» Perintah A:
Kutip dari teks tentang kata eceu bagian yang membentang dari "Eceu dan keindonesiaan" sampai dengan "artinya kakak perempuan.".
» Perintah B:
Jawab pertanyaan berikut berdasarkan teks tentang kata eceu.
(i) Apa arti kata sapaan Sunda "ceu"?
(ii) Bagi kebanyakan orang, kata eceu terkadang dianggap menunjuk kepada kata milik siapa?
(iii) Menurut teks, menggunakan bahasa asing seakan-akan bernilai apa?

» Teks Bacaan:
----------------------------------------
Senin, 06 Oktober 2014

Eceu dan keindonesiaan

Ceu popon adalah wajah bangsa indonesia,ia genuine tak direkayasa bukan gincu yang sengaja dibuat tebal untuk menarik pandangan. Menjadi buah bibir,menarik untuk diperbincangkan termasuk dalam artikel ini yang sedikit menyangkut tentang itu. Meski begitu artikel yang saya tulis tidaklah bicara detail.tentang ceu popon namun lebih ke frase kata sapaan sunda yakni ceu yang artinya kakak perempuan.

Kata eceu menjadi fenomena,sebuah kata yang mungkin janggal dan asing dalam dunia hiruk pikuk. Banyak yang tak sadar,negeri kita saat ini sudah sedikit banyak bergeser bahkan mungkin saja sudah mulai berbeda. Bagi kebanyakan orang apalagi bukan orang sunda,terkadang kata eceu itu menunjuk kepada kata milik rendahan..milik orang orang yang bergerak dalam ekonomi marjinal. Itulah budaya yang tak lagi menarik untuk di jaga,dimana semakin kesini frasa asing begitu membombardir sehingga muncul rasa bangga lebih banyak gunakan kata asing dan ekstremnya seakan kalau menggunakan bahasa asing itu bernilai prestisius.
----------------------------------------
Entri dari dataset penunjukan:

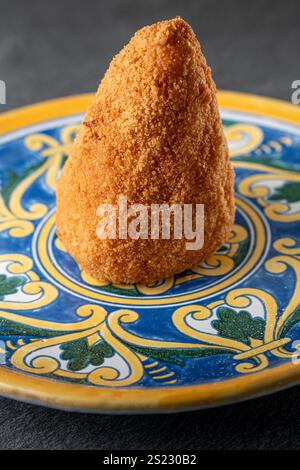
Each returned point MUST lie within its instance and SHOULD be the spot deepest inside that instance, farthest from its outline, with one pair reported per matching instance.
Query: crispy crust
(153, 133)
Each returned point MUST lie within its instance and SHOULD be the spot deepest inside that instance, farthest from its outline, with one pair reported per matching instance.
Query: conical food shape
(153, 134)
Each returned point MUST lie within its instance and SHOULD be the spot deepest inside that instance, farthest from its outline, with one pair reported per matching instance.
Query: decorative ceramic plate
(224, 331)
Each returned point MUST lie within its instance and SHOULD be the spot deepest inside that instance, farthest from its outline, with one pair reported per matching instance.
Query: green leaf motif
(289, 192)
(292, 321)
(80, 354)
(10, 285)
(240, 326)
(176, 356)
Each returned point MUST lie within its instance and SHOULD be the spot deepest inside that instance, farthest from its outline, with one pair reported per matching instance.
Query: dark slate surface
(56, 48)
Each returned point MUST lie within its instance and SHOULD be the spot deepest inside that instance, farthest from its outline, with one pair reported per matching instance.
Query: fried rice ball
(153, 134)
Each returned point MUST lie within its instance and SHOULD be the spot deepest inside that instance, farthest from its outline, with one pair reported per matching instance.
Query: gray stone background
(55, 48)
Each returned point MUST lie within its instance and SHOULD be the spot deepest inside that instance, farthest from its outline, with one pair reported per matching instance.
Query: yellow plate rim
(138, 400)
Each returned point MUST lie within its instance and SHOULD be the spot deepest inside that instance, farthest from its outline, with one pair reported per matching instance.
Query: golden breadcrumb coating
(153, 134)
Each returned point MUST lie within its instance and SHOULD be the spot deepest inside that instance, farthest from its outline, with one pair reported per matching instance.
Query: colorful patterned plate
(223, 331)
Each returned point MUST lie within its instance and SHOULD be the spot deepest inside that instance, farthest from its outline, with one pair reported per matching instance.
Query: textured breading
(154, 134)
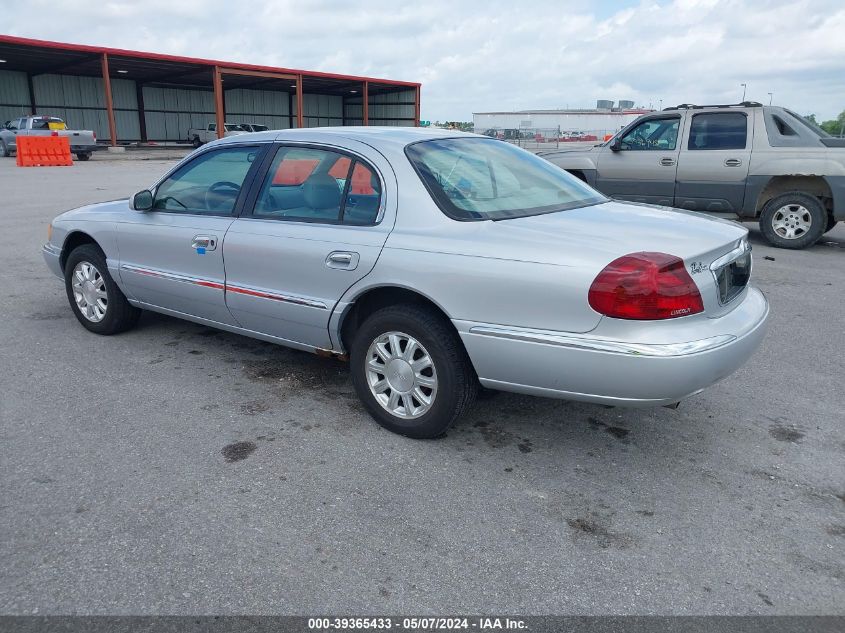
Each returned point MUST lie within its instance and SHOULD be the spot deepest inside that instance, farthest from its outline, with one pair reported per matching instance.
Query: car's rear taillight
(645, 286)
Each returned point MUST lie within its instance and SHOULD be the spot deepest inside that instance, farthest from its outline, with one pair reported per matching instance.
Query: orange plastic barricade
(43, 151)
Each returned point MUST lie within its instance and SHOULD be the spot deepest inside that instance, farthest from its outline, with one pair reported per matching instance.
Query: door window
(653, 134)
(208, 185)
(718, 130)
(315, 185)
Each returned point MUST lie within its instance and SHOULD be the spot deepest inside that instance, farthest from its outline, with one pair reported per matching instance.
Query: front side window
(487, 179)
(718, 130)
(316, 185)
(653, 134)
(208, 185)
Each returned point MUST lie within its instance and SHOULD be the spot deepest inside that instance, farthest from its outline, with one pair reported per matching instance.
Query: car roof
(371, 135)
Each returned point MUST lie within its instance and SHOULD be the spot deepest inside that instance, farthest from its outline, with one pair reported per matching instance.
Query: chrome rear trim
(600, 345)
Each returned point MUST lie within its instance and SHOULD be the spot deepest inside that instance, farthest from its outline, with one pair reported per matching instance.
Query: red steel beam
(300, 116)
(109, 105)
(219, 114)
(366, 102)
(122, 52)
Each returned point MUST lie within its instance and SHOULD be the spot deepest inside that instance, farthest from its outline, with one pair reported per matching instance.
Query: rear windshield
(487, 179)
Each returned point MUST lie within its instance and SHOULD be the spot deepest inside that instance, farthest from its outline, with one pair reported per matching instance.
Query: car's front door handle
(343, 260)
(203, 243)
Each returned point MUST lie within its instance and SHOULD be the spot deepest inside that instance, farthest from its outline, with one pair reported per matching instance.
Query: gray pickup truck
(82, 142)
(756, 161)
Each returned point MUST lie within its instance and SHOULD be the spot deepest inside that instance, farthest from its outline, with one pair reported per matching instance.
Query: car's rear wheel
(411, 371)
(94, 297)
(793, 220)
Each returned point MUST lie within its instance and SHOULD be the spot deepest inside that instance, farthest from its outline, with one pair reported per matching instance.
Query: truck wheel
(411, 371)
(793, 220)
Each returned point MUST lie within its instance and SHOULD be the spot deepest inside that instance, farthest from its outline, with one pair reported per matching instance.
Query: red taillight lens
(645, 286)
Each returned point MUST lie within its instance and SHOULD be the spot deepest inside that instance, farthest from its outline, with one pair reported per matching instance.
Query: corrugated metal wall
(81, 102)
(170, 112)
(14, 95)
(394, 109)
(265, 107)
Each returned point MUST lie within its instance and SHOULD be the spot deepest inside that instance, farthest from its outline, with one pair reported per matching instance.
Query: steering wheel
(219, 194)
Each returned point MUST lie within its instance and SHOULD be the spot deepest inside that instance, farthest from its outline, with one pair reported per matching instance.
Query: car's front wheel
(94, 297)
(793, 220)
(411, 371)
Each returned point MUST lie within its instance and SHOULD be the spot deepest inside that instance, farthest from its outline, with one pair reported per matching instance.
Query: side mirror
(143, 200)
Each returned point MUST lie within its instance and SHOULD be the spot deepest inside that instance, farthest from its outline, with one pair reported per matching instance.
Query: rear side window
(718, 130)
(316, 185)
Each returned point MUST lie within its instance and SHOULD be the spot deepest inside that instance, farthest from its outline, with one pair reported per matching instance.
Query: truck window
(653, 134)
(718, 130)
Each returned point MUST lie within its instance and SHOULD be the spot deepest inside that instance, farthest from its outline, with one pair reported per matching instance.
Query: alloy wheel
(89, 291)
(401, 375)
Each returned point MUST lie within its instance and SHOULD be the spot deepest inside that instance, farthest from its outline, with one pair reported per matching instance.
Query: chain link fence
(546, 138)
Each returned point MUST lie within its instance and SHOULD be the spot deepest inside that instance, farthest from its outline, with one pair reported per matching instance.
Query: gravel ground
(176, 469)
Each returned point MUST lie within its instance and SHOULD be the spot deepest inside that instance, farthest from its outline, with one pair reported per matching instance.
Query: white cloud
(497, 54)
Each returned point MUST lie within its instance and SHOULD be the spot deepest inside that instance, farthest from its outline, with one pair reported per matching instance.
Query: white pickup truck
(82, 142)
(198, 136)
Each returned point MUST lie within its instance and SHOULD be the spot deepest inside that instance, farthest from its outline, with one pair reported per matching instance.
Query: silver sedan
(436, 262)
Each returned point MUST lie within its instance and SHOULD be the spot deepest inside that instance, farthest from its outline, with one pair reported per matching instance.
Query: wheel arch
(813, 185)
(73, 240)
(368, 300)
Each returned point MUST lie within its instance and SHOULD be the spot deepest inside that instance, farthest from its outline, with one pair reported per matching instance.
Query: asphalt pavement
(176, 469)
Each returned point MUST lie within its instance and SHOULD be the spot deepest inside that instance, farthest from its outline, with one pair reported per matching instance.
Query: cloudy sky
(496, 54)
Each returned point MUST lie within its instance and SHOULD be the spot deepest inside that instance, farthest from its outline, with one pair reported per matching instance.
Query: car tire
(793, 220)
(397, 400)
(94, 297)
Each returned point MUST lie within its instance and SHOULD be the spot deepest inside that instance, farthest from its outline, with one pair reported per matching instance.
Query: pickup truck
(758, 162)
(198, 136)
(82, 142)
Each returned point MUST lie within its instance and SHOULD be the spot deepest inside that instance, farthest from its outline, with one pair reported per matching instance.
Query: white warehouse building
(598, 121)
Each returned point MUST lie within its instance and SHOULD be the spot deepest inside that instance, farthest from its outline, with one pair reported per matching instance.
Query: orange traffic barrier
(43, 151)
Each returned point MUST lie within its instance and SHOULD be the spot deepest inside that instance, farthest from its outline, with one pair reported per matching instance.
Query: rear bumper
(594, 368)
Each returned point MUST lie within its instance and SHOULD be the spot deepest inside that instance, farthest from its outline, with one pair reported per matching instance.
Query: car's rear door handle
(343, 260)
(203, 243)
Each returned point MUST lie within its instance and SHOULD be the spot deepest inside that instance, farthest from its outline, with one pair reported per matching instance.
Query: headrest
(321, 192)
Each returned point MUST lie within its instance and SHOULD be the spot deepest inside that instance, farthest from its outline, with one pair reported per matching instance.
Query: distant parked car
(200, 136)
(254, 127)
(434, 261)
(762, 162)
(82, 142)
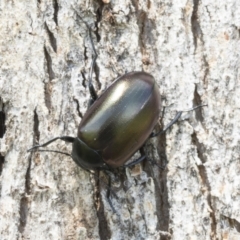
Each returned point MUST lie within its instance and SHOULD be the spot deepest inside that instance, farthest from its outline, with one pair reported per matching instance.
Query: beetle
(117, 123)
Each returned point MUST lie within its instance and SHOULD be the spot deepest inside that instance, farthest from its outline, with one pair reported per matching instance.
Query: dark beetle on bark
(118, 123)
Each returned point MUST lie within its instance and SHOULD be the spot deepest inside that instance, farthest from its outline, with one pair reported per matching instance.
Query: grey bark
(191, 48)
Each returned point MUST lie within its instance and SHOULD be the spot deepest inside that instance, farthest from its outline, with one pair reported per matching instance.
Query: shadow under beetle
(117, 123)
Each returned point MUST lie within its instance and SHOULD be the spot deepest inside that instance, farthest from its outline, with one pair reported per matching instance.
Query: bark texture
(192, 49)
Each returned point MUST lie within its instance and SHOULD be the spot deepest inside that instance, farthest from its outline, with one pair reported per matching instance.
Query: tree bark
(192, 50)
----------------------------------------
» Jawaban Benar A:
Eceu dan keindonesiaan

Ceu popon adalah wajah bangsa indonesia,ia genuine tak direkayasa bukan gincu yang sengaja dibuat tebal untuk menarik pandangan. Menjadi buah bibir,menarik untuk diperbincangkan termasuk dalam artikel ini yang sedikit menyangkut tentang itu. Meski begitu artikel yang saya tulis tidaklah bicara detail.tentang ceu popon namun lebih ke frase kata sapaan sunda yakni ceu yang artinya kakak perempuan.

» Jawaban Benar B:
(i) Kakak perempuan.
(ii) Milik rendahan, yaitu milik orang-orang yang bergerak dalam ekonomi marjinal.
(iii) Prestisius.